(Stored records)
○ ○ ○ ○

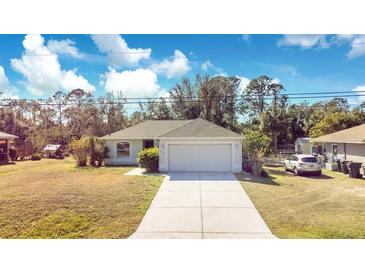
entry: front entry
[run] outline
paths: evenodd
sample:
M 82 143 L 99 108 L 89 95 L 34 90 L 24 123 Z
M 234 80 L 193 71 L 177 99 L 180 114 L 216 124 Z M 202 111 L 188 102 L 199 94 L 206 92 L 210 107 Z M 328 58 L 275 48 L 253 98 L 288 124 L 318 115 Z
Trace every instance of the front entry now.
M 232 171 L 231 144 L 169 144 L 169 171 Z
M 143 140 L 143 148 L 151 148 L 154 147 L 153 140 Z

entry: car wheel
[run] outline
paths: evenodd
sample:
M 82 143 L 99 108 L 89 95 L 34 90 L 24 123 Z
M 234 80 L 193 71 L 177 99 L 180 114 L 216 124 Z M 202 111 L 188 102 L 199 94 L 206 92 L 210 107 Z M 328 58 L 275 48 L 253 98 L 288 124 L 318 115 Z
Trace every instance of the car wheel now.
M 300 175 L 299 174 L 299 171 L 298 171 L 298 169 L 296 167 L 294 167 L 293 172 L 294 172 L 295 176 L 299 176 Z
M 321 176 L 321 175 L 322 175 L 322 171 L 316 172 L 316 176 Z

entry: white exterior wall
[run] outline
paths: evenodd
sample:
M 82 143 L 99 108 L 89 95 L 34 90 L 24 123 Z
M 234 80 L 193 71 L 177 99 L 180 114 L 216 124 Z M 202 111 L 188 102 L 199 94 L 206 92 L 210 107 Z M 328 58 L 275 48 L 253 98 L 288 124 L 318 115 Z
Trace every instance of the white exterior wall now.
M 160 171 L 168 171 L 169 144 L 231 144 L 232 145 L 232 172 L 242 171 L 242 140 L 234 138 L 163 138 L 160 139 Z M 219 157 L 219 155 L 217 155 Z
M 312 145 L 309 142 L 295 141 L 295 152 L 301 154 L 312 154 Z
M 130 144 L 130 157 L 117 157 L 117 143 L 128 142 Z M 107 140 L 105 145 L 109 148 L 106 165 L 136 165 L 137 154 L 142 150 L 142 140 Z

○ ○ ○ ○

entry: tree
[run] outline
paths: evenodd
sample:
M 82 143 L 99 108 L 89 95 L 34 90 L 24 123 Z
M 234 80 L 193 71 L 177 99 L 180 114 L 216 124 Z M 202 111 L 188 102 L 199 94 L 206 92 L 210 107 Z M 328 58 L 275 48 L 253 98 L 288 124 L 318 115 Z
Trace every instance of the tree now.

○ ○ ○ ○

== What you have to do ==
Above are some records. Copy each of their lines that holds the string "tree".

== Response below ==
entry: tree
Trace every instance of the tree now.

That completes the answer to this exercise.